--- Document section Enclosed Below ---

Artifact class

dcthomp · August 2, 2021, 4:15pm

A potentially large change I am considering is to add a class into the resource hierarchy to represent artifacts (i.e., persistent objects that are files but do not contain components – things that have non-native (i.e., non-SMTK) data in them). Use cases we design for include

simulation results (typically produced “offline” or in a long-running asynchronous operation and are read-only as far as SMTK is concerned),
meshes (typically produced by a long-running asynchronous operation and may have some edits made by SMTK operations), and
CAD models (may be produced offline or by interactive operations in SMTK, often edited by SMTK operations).

@johnt calls these “assets,” but that is a word I want to reserve for the information tasks exchange (“artifact” is used more frequently in the context of files than “asset,” which may refer to information more generally).

The current hierarchy is

smtk::resource::PersistentObject
  +-- smtk::resource::Component
  +-- smtk::resource::Resource
    +-- smtk::geometry::Resource (*)
      +-- smtk::attribute::Resource (*)

--- End of Enclosed Document section ---
--- Data excerpts Enclosed Below ---

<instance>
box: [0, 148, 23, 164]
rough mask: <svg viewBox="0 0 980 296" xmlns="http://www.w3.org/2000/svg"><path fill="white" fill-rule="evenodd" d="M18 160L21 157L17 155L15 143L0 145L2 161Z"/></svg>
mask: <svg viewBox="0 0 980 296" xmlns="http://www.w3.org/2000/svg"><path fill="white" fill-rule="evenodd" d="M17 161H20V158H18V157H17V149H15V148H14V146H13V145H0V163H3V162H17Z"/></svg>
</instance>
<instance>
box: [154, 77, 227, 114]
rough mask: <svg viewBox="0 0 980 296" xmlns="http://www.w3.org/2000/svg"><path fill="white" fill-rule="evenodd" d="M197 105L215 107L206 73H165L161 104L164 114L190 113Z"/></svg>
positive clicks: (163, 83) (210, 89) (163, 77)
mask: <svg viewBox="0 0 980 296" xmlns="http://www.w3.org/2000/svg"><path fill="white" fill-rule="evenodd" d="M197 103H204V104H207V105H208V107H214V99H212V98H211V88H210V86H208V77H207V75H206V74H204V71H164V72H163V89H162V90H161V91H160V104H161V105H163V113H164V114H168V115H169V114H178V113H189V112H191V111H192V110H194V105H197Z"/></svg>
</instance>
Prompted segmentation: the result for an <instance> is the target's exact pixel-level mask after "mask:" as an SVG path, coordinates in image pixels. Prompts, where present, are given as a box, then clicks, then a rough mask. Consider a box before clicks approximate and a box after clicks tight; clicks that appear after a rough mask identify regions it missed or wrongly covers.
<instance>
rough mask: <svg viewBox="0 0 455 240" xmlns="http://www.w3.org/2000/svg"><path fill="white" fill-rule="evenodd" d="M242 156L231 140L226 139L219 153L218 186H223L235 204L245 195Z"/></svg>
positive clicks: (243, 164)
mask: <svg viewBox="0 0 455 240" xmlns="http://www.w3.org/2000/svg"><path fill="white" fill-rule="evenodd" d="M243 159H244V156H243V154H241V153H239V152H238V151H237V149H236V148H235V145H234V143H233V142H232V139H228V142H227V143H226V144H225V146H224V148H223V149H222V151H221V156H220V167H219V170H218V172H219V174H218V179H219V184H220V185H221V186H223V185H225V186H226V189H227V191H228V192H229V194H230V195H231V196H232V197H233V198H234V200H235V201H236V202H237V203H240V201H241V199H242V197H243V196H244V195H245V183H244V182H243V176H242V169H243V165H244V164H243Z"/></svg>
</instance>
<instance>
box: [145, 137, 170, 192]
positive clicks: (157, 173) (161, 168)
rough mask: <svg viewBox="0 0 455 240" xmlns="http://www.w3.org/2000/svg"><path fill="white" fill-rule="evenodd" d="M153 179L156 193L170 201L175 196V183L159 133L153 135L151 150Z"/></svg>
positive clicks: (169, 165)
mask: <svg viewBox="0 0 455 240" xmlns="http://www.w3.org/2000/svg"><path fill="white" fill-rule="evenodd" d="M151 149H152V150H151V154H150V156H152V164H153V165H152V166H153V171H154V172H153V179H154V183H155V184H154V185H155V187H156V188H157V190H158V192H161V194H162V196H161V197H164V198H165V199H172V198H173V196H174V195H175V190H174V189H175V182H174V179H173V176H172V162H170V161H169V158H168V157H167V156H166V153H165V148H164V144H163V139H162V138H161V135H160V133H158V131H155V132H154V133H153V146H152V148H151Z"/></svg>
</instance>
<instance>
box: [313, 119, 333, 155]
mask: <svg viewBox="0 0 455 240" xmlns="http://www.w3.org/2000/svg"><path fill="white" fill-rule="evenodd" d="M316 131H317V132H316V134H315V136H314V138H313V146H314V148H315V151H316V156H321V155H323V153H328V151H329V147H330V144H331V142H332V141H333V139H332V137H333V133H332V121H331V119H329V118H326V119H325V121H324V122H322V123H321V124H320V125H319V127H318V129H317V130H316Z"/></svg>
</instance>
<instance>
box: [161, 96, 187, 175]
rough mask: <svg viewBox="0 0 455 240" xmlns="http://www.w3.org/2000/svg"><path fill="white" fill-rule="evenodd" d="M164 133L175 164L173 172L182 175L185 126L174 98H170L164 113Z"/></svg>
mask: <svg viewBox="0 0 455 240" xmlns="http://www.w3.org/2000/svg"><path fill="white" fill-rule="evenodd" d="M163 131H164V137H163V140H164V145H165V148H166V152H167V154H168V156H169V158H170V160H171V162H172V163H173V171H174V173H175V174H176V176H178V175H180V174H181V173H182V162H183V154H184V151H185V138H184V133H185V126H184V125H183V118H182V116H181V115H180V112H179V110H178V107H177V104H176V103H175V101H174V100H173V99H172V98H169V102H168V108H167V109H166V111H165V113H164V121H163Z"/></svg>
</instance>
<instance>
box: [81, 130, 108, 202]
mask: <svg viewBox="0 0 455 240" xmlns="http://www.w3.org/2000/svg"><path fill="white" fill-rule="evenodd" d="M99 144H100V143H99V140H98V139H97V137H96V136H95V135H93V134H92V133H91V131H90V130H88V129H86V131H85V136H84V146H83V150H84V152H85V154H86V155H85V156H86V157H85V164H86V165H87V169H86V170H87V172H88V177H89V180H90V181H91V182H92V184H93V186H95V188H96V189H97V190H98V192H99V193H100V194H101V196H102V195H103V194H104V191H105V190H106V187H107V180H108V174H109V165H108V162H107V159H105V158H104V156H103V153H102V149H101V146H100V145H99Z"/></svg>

--- End of Enclosed Data excerpts ---

(Task set)
[a] Translate this sentence from the forum post about an SMTK artifact class into Spanish: "@johnt calls these “assets,” but that is a word I want to reserve for the information tasks exchange (“artifact” is used more frequently in the context of files than “asset,” which may refer to information more generally)."
[b] Please extend the forum post about an SMTK artifact class, picking up right after its last line.
This data has no connection to the forum post about an SMTK artifact class.

(Answers by task)
[a] @johnt los llama “assets”, pero es una palabra que quiero reservar para la información que intercambian las tareas (“artifact” se usa con más frecuencia que “asset” en el contexto de archivos, y “asset” puede referirse a la información de manera más general).

[b]
      ... + others ...

(* = via DerivedFrom)

Alternative 1 (Preferred)

If we insert a class between PersistentObject and Resource, we get a new branch point:

smtk::resource::PersistentObject
  +-- smtk::resource::Artifact
    +-- smtk::resource::Resource
      +-- smtk::geometry::Resource (*)
        +-- smtk::attribute::Resource (*)
        +-- smtk::model::Resource (*)
          +-- smtk::session::polygon::Resource (*)
          ... + others ...
        +-- smtk::mesh::Resource (*)
  +-- smtk::resource::Component

(* = via DerivedFrom)

Since artifacts would not be SMTK-formatted JSON files,

Artifact would not have properties or links but could have queries associated with them (i.e., bounding box, filesystem size/SHA, etc.). They would have names and locations (URLs).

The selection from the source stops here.